Written task a:
Report each line of the records below that contains the word "blue", copying every such line in full.

Reading text:
I have not thought about this until today, but I suppose it would be possible to change quince so that it always calls out to backends to do the whole job of generating SQL and executing it; and then a special-purpose backend could decide to do something else instead.
If I took that approach, I think I would still want some common code to generate "normal" SQL, rather than repeating such code in quince_postgresql, quince_sqlite, etc.. Quince could provide such code, and it would be up to each backend library to decide whether to use it.
That's exactly what sqlpp11 is doing in a finely grained way, so that is not a yes/no decision but a 'OK, I like most of the default, but I'll change this and that detail' kind of approach for most connectors. Cheers, Roland

On 17/07/2014 2:48 PM, Roland Bock wrote:
The automatic, ever changing alias is a cool feature. Since the actual alias is unknown to the user, that requires the std::get<index> instead of using a name, but that is probably OK for joins.

[Object location annotation records]
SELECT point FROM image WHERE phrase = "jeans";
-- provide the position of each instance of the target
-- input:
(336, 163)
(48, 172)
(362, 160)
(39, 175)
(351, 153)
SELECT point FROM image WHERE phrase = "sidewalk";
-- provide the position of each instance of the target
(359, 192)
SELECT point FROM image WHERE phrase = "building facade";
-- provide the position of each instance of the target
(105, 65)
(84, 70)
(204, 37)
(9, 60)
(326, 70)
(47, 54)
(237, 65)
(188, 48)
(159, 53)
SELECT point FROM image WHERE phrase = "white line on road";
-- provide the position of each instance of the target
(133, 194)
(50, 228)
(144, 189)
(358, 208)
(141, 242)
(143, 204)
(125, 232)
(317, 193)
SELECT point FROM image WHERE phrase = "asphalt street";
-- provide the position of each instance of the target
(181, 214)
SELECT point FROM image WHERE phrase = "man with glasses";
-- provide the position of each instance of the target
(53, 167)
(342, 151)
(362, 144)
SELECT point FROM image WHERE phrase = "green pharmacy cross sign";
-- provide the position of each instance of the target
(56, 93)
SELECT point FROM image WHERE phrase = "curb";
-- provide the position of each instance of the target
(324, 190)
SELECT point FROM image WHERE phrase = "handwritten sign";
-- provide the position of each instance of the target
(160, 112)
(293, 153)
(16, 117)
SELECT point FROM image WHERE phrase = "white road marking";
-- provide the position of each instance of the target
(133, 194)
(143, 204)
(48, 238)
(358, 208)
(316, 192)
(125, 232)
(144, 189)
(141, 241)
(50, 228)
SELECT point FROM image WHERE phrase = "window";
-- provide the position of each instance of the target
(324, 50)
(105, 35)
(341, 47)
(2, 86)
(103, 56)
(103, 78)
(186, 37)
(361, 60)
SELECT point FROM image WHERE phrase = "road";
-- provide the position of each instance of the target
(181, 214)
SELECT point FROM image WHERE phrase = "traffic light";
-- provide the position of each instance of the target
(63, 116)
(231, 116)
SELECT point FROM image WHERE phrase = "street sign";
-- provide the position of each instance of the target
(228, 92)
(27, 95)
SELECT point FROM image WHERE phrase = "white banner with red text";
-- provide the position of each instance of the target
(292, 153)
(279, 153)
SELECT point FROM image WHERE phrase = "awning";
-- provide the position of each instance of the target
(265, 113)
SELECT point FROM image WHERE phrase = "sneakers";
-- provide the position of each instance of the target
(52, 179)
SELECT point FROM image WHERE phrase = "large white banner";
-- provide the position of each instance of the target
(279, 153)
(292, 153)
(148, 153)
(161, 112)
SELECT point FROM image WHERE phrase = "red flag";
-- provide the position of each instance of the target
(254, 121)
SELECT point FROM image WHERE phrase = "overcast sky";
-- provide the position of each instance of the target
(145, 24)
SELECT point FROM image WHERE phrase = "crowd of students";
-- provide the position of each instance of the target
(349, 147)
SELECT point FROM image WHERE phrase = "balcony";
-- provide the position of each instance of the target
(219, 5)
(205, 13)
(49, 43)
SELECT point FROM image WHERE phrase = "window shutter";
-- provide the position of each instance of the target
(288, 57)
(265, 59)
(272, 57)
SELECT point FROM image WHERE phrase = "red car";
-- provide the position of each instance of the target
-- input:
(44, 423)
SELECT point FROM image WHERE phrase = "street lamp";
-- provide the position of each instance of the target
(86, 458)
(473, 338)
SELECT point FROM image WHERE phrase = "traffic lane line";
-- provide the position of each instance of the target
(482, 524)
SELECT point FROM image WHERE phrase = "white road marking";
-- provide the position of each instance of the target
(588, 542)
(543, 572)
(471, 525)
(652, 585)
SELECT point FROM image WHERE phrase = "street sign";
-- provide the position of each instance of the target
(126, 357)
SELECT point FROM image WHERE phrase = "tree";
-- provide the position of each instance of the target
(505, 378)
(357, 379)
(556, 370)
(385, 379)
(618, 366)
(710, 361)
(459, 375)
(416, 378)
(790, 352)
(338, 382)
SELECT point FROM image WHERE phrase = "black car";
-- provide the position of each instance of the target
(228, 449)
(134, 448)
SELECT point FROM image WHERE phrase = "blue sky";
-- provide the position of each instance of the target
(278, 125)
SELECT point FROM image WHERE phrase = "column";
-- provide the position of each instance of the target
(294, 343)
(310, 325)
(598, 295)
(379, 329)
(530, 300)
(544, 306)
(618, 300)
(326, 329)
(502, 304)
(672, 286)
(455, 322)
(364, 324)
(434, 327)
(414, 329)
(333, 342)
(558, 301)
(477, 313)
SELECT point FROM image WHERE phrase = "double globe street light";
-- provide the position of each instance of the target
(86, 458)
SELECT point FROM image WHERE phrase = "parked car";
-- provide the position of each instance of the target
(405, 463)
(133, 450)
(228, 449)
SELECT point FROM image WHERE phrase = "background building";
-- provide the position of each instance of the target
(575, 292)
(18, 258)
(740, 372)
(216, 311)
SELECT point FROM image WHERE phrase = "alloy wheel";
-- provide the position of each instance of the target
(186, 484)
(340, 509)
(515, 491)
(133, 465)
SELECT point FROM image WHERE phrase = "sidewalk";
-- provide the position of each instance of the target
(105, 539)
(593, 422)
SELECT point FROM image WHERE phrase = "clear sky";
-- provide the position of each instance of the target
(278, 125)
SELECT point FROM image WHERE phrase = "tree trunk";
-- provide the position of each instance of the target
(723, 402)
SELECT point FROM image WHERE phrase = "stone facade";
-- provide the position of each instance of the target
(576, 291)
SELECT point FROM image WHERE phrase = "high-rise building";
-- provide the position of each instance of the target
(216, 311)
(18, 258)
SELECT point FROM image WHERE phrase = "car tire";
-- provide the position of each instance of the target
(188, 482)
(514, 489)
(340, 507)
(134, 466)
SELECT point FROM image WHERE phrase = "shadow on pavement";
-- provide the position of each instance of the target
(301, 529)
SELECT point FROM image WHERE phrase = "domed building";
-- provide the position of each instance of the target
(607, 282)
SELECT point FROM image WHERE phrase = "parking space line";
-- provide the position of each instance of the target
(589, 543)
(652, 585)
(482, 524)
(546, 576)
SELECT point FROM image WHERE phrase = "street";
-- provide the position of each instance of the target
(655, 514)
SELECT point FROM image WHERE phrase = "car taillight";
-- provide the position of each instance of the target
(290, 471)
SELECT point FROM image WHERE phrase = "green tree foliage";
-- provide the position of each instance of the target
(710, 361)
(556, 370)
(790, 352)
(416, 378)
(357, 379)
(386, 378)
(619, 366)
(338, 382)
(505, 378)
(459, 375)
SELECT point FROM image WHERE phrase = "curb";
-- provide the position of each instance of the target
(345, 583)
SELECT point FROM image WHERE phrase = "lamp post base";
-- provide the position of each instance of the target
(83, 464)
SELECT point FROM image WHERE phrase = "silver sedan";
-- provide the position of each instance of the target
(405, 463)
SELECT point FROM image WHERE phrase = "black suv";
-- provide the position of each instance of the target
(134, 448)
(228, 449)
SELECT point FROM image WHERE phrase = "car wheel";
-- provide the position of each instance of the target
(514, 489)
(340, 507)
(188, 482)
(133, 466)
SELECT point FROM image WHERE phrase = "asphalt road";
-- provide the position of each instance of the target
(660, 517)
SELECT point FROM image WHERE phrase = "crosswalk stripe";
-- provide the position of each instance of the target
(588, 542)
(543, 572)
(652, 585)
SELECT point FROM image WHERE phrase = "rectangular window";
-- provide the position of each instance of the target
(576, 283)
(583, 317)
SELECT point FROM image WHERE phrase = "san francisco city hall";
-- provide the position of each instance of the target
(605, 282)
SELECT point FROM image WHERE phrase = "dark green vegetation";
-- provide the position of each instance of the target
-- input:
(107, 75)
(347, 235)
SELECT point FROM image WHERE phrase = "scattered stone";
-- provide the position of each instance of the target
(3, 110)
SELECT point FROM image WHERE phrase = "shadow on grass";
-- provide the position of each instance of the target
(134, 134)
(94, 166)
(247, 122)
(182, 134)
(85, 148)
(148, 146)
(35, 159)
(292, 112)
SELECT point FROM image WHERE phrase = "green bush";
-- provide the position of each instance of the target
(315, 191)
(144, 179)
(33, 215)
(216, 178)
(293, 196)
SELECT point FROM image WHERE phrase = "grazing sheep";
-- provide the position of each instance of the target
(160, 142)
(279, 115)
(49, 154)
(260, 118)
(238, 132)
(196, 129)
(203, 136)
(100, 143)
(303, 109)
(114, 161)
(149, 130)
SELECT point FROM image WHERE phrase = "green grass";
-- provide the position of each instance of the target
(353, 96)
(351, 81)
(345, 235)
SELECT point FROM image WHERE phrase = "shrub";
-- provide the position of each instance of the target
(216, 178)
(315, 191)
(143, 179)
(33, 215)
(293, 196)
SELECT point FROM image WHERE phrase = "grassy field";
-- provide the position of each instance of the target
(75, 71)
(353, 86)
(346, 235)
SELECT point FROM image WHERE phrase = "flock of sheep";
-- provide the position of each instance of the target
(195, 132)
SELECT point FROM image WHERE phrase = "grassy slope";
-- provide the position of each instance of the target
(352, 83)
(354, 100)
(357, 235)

...

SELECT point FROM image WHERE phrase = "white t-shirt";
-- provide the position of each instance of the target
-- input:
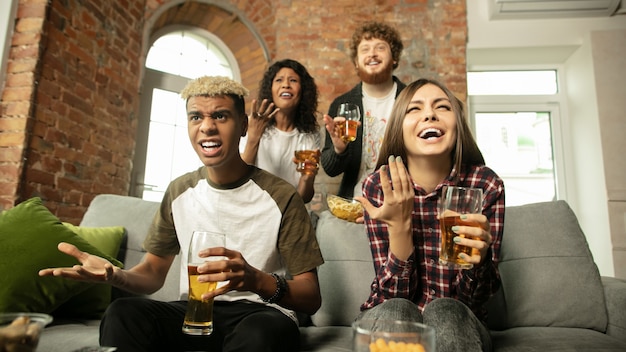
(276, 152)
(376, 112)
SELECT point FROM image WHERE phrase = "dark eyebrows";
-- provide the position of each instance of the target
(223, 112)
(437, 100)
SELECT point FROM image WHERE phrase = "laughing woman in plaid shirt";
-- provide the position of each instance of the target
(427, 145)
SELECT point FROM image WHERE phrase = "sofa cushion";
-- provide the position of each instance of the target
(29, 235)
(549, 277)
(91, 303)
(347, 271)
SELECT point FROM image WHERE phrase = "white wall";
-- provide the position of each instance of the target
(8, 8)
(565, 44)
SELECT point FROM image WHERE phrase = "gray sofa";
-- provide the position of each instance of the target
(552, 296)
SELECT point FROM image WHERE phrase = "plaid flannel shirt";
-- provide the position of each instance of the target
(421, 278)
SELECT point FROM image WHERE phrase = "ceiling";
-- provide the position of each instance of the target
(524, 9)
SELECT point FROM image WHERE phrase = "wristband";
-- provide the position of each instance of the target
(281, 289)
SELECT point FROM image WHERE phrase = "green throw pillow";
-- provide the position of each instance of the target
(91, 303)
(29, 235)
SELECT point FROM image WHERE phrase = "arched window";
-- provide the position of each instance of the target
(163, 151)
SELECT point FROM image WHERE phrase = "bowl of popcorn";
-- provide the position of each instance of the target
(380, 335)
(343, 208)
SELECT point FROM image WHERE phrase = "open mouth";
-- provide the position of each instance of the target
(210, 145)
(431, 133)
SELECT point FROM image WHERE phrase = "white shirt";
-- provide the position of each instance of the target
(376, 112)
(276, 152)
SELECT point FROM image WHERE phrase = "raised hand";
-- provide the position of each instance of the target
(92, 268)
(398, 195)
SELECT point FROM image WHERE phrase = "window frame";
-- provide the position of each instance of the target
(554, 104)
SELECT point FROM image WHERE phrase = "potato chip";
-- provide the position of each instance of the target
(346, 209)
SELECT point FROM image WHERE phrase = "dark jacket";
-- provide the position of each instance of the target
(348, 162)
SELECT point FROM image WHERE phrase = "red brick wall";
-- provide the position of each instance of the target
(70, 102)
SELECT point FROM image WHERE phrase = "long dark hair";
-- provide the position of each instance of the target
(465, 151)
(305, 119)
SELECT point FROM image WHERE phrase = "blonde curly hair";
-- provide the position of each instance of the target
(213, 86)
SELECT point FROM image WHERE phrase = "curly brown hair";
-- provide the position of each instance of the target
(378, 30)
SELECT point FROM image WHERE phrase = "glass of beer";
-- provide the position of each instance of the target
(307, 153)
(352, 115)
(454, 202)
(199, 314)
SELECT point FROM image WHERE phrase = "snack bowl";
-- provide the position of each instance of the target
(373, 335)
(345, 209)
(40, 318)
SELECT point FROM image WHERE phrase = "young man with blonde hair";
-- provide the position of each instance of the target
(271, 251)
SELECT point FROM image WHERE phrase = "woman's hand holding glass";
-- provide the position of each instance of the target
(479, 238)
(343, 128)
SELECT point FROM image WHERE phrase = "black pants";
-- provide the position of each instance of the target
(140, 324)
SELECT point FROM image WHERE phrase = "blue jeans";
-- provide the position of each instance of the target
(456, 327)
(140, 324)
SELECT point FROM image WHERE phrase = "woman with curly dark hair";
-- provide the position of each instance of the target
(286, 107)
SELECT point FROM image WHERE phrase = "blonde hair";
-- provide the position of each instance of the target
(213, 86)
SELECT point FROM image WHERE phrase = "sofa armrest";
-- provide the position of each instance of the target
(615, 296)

Written task b:
Continue the thread above on quince and SQL backends, starting right after its last sentence.

Final answer a:
SELECT point FROM image WHERE phrase = "blue sky";
SELECT point FROM image WHERE phrase = "blue jeans";

Final answer b:
What you say about std::get<index> makes me think there might be some residual misunderstanding. It's true that joins generate tuples. E.g. (from http://quince-lib.com/queries/join.html): const query<std::tuple<cinema, screen, movie>> combinations = join(cinemas, screens, movies); Code that receives the results would look like this: for (const std::tuple<cinema, screen, movie> &combo: combinations) As you can see, the members of the received tuple are a cinema, a screen, and a movie. So the user will say std::get<>(), but it's not to access individual columns. And in any case, if the user doesn't like tuples, he can use a collector class instead (http://quince-lib.com/queries/join/collector.html), then he doesn't need to use std::get<>() in any way at all. All of these points apply the same to normal joins or self-joins. The only difference with self-joins is the use of table_alias objects in lieu of table objects.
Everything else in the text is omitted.